═════ Text under study
Canada’s ‘Pacific Province’ Wages a Deadly War on Drugs
At least 2,511 individuals suffered drug-related deaths in the Canadian province of British Columbia (BC) last year—an average of seven deaths per day. Despite having declared drug overdoses a public health emergency as early as 2016, BC continues to grapple with an unforgiving crisis: over 14,000 people in the province have lost their lives to overdose since 2016, mostly from fentanyl.
BC’s most recent drug policy stands to aggravate this crisis. On April 26, 2024, British Columbia Premier David Eby announced that the province would prematurely terminate a pilot decriminalization program that had been scheduled to last from January 2023 to January 2026. The pilot program allowed adults to carry and use up to 2.5 grams combined of opioids, cocaine, methamphetamine, and ecstasy, except near schools and airports. As of May 7, 2024, BC’s new policy recriminalizes the use of hard drugs in all public spaces, equipping law enforcement officers to seize drugs or make arrests when necessary.
The fundamental problem with this policy reversal lies in its inconsistency. While it recriminalizes the use of hard drugs in public spaces, it does not limit drug use in private spaces such as private residences. Alarmingly, data from the BC Coroners Service shows that from 2016 to 2022, the majority of drug-related deaths occurred in private residences. This partial recriminalization incentivizes drug users to return to the shadows, isolating them from loved ones and professionals who could provide aid in the event of an overdose in public.
BC’s recriminalization of hard drugs also stands to worsen other problems associated with addiction. Labeling drug users as criminals stigmatizes them, discouraging them from coming forward to seek treatment. Having a criminal record as a result of drug use can also damage users’ future employment and housing prospects. In Canada, this particularly endangers Indigenous people and people of color, who disproportionately shoulder the country’s drug overdose crisis.
In this case, the Legislative Assembly of BC had already failed to pass the Restricting Public Consumption of Illegal Substances Act, which would have recriminalized the use of drugs near certain public spaces including playgrounds, sports fields, beaches, parks, and bus stops. In December 2023, following a legal challenge from the Harm Reduction Nurses Association, BC Supreme Court Justice Christopher Hinkson issued an injunction against the Act on the grounds that it would result in “irreparable harm” were it to go into effect. As a result, the Legislative Assembly of BC was only able to realize its recriminalization plans by requesting that Health Canada act directly. Eventually, Health Canada revoked the three-year exemption from the Controlled Drugs and Substances Act it had granted to BC, which had allowed the province to implement its pilot program experimenting with decriminalizing hard drug possession and use.
It is true that BC’s decriminalization program had been generating mixed results. On the one hand, residents were launching fewer complaints about public drug use. On the other hand, drug-related deaths in the province increased by 5% in 2023 compared to the previous year. However, legislators did not mean for the policy of decriminalization to work in isolation; its limitations stemmed from a lack of necessary supporting measures. BC’s approach to decriminalization had focused on harm reduction, a public health approach aimed at mitigating danger for those already using or addicted to substances. Under this approach, BC constructed an extensive ‘safer supply’ program, which allows individuals at high risk of opioid overdose to receive pharmaceutical-grade opioids prescribed by medical professionals. The intention behind safer supply is to offer an alternative supply of hard drugs, more regulated than what one might find from the underground market. Nevertheless, critics have condemned the program for introducing a greater quantity of dangerous drugs into circulation.
══════════
═════ Information supplied
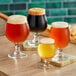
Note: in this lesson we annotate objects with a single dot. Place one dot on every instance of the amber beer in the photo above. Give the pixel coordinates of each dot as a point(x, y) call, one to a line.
point(17, 29)
point(60, 32)
point(46, 50)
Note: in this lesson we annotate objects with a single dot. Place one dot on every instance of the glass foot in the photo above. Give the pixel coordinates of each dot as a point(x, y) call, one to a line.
point(64, 58)
point(44, 66)
point(17, 55)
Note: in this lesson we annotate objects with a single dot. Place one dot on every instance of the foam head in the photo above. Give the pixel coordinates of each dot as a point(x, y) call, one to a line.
point(36, 11)
point(47, 41)
point(17, 19)
point(60, 24)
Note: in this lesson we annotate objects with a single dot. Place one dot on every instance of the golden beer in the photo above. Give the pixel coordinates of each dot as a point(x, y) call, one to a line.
point(46, 48)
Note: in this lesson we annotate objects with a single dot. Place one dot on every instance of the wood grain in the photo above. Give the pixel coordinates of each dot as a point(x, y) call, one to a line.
point(30, 66)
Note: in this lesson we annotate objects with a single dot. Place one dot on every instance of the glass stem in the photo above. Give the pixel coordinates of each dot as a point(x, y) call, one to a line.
point(36, 38)
point(60, 54)
point(17, 49)
point(46, 63)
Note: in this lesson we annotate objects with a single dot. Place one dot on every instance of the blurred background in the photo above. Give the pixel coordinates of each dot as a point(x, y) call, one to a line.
point(56, 10)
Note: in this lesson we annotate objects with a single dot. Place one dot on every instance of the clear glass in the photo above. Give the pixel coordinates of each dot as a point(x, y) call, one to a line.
point(35, 41)
point(46, 50)
point(16, 32)
point(37, 22)
point(60, 32)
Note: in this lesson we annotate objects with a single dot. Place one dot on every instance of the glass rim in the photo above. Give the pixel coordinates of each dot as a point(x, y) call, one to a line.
point(60, 24)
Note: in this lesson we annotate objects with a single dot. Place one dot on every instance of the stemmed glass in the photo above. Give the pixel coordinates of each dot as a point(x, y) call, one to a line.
point(46, 50)
point(60, 32)
point(37, 23)
point(17, 31)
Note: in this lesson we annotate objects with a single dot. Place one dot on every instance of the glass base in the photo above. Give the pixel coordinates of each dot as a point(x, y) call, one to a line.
point(31, 43)
point(17, 55)
point(44, 66)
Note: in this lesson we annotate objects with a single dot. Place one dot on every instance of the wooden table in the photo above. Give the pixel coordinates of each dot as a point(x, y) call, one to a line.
point(30, 66)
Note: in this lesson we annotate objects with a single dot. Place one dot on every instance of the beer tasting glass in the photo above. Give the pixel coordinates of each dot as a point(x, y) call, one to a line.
point(60, 33)
point(17, 31)
point(37, 23)
point(46, 50)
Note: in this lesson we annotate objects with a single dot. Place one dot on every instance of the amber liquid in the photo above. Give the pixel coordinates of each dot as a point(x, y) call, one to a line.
point(61, 36)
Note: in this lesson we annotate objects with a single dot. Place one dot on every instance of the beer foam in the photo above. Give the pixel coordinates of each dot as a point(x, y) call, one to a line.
point(60, 24)
point(17, 19)
point(47, 41)
point(36, 11)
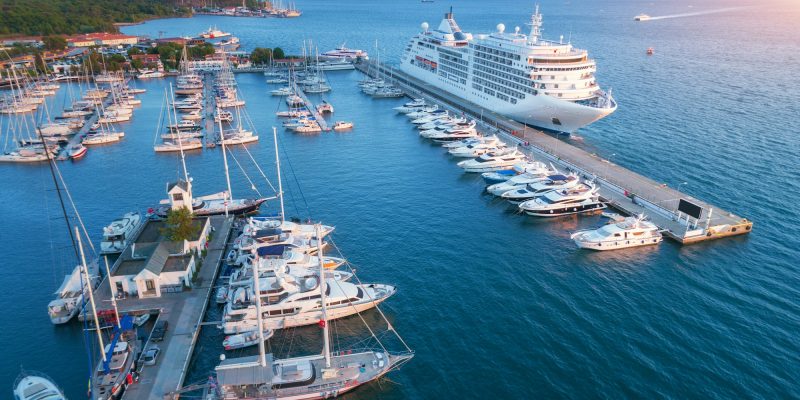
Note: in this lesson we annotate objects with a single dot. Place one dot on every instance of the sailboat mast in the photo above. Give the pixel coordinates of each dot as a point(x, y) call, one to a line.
point(262, 356)
point(323, 287)
point(91, 296)
point(180, 142)
point(113, 298)
point(225, 161)
point(278, 167)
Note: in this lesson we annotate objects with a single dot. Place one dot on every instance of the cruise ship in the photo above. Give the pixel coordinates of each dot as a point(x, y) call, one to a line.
point(542, 83)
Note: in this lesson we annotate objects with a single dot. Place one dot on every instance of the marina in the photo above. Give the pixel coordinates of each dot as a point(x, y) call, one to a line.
point(623, 189)
point(470, 232)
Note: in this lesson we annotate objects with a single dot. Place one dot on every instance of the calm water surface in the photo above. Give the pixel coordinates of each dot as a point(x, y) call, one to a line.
point(493, 303)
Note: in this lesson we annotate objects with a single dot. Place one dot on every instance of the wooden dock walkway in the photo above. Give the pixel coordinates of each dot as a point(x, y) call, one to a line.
point(184, 311)
point(311, 107)
point(622, 188)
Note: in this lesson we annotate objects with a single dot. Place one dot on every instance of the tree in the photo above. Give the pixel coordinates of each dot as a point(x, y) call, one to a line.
point(260, 56)
point(54, 42)
point(179, 225)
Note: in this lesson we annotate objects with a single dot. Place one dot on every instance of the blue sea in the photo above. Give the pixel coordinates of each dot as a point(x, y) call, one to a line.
point(493, 303)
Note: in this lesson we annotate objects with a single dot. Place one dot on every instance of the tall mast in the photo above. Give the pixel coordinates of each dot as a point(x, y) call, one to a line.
point(113, 298)
point(278, 167)
point(225, 161)
point(326, 345)
point(180, 142)
point(91, 296)
point(262, 356)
══════════
Activity A: Reproduce the part of the British Columbia drug policy article between "BC’s most recent" and "arrests when necessary.", inclusive.
Activity B: Does the British Columbia drug policy article agree with each statement below? Answer yes or no for each, and quote the words from the article that settle it. (i) The decriminalization pilot had been scheduled to run from January 2023 to January 2026. (ii) From 2016 to 2022, most drug-related deaths in the province occurred in public spaces. (iii) Drug-related deaths in the province fell in 2023 compared to the previous year.

Solution A:
BC’s most recent drug policy stands to aggravate this crisis. On April 26, 2024, British Columbia Premier David Eby announced that the province would prematurely terminate a pilot decriminalization program that had been scheduled to last from January 2023 to January 2026. The pilot program allowed adults to carry and use up to 2.5 grams combined of opioids, cocaine, methamphetamine, and ecstasy, except near schools and airports. As of May 7, 2024, BC’s new policy recriminalizes the use of hard drugs in all public spaces, equipping law enforcement officers to seize drugs or make arrests when necessary.

Solution B:
(i) Yes: "a pilot decriminalization program that had been scheduled to last from January 2023 to January 2026"
(ii) No: "from 2016 to 2022, the majority of drug-related deaths occurred in private residences"
(iii) No: "drug-related deaths in the province increased by 5% in 2023 compared to the previous year"